## Source information

──────

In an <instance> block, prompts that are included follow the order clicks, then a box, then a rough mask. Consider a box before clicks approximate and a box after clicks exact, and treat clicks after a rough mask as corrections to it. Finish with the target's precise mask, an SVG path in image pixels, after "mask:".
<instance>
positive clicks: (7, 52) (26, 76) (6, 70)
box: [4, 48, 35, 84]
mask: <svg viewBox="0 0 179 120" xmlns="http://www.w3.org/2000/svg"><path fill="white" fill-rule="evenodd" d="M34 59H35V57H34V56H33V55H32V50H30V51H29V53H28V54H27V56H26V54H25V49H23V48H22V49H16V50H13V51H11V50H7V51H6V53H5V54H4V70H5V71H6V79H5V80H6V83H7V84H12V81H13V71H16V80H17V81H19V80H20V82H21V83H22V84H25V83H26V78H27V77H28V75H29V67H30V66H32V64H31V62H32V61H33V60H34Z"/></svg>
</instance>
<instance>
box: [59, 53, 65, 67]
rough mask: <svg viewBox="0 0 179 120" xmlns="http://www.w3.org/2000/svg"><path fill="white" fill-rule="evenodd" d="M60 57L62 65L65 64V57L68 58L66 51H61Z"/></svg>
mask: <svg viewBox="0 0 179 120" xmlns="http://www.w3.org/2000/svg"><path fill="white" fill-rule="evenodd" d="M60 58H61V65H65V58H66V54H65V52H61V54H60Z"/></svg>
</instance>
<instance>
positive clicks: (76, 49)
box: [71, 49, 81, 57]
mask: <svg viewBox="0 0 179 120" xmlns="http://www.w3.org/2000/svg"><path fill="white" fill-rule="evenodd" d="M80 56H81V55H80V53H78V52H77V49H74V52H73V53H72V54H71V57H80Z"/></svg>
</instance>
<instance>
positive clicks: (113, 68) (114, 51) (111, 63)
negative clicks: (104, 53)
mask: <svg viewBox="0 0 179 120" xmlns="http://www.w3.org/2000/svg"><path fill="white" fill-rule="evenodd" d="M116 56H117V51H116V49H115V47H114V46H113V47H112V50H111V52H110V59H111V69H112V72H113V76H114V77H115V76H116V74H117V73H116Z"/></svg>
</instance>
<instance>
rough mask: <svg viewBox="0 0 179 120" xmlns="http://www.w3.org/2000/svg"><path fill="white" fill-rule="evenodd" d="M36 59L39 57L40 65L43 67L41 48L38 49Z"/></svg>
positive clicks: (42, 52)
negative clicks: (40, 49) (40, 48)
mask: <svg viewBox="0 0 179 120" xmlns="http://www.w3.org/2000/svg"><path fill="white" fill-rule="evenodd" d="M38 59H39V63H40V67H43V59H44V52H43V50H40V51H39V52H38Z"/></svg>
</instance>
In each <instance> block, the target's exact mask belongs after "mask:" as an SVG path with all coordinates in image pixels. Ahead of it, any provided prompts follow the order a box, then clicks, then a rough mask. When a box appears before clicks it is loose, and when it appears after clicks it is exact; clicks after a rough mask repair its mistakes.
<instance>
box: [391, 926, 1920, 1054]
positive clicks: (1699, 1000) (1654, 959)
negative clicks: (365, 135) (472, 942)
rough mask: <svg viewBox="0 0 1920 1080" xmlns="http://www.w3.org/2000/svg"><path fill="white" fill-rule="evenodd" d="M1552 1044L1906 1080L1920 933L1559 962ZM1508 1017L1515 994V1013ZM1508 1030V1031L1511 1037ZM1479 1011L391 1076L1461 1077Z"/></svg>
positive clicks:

──────

The listing above should be printed again in full, unchanged.

In an <instance> block, prompts that are included follow the order clicks, then a box, then a rough mask. Consider a box before clicks approximate and a box after clicks exact, and treat clicks after a rough mask as corrections to it. Finish with the target's precise mask, an SVG path in image pixels, after "mask:".
<instance>
positive clicks: (7, 52) (26, 76) (6, 70)
box: [4, 48, 35, 84]
mask: <svg viewBox="0 0 179 120" xmlns="http://www.w3.org/2000/svg"><path fill="white" fill-rule="evenodd" d="M34 59H35V57H34V56H33V55H32V50H30V51H29V53H28V54H27V56H26V54H25V49H23V48H22V49H16V50H13V51H11V50H7V51H6V53H5V54H4V70H5V71H6V79H5V80H6V83H7V84H12V81H13V71H16V80H17V81H19V80H20V82H21V83H22V84H25V83H26V78H27V77H28V75H29V67H30V66H32V64H31V62H32V61H33V60H34Z"/></svg>
</instance>
<instance>
box: [59, 53, 65, 67]
rough mask: <svg viewBox="0 0 179 120" xmlns="http://www.w3.org/2000/svg"><path fill="white" fill-rule="evenodd" d="M60 57L62 65L65 64V57L68 58L66 51H61Z"/></svg>
mask: <svg viewBox="0 0 179 120" xmlns="http://www.w3.org/2000/svg"><path fill="white" fill-rule="evenodd" d="M60 58H61V65H65V58H66V54H65V52H61V54H60Z"/></svg>
</instance>
<instance>
positive clicks: (76, 49)
box: [71, 49, 81, 57]
mask: <svg viewBox="0 0 179 120" xmlns="http://www.w3.org/2000/svg"><path fill="white" fill-rule="evenodd" d="M80 56H81V55H80V53H78V52H77V49H74V52H73V53H72V54H71V57H80Z"/></svg>
</instance>
<instance>
positive clicks: (113, 68) (114, 51) (111, 63)
negative clicks: (104, 53)
mask: <svg viewBox="0 0 179 120" xmlns="http://www.w3.org/2000/svg"><path fill="white" fill-rule="evenodd" d="M116 56H117V51H116V49H115V47H114V46H113V47H112V50H111V52H110V59H111V69H112V72H113V76H114V77H115V76H116V74H117V73H116Z"/></svg>
</instance>
<instance>
rough mask: <svg viewBox="0 0 179 120" xmlns="http://www.w3.org/2000/svg"><path fill="white" fill-rule="evenodd" d="M36 59L39 57L40 65L43 67L41 48L38 49Z"/></svg>
positive clicks: (42, 52)
negative clicks: (40, 49) (40, 48)
mask: <svg viewBox="0 0 179 120" xmlns="http://www.w3.org/2000/svg"><path fill="white" fill-rule="evenodd" d="M38 59H39V63H40V67H43V59H44V52H43V50H40V51H39V52H38Z"/></svg>
</instance>
In each <instance> block, the target's exact mask belongs after "mask:" as an SVG path with all coordinates in image pixels. Ahead of it, any provided prompts follow the order a box, then clicks, then a rough mask. When a box appears before clicks it is loose, and when it appears after clicks it is exact; clicks after a rough mask repair its mistakes.
<instance>
box: [391, 926, 1920, 1054]
positive clicks: (1699, 1000) (1654, 959)
negative clicks: (365, 135) (472, 942)
rough mask: <svg viewBox="0 0 1920 1080" xmlns="http://www.w3.org/2000/svg"><path fill="white" fill-rule="evenodd" d="M1552 1044L1906 1080L1920 933L1559 962ZM1508 1017L1515 994V1013ZM1508 1030V1031L1511 1037ZM1479 1011L391 1076L1461 1077Z"/></svg>
positive clicks:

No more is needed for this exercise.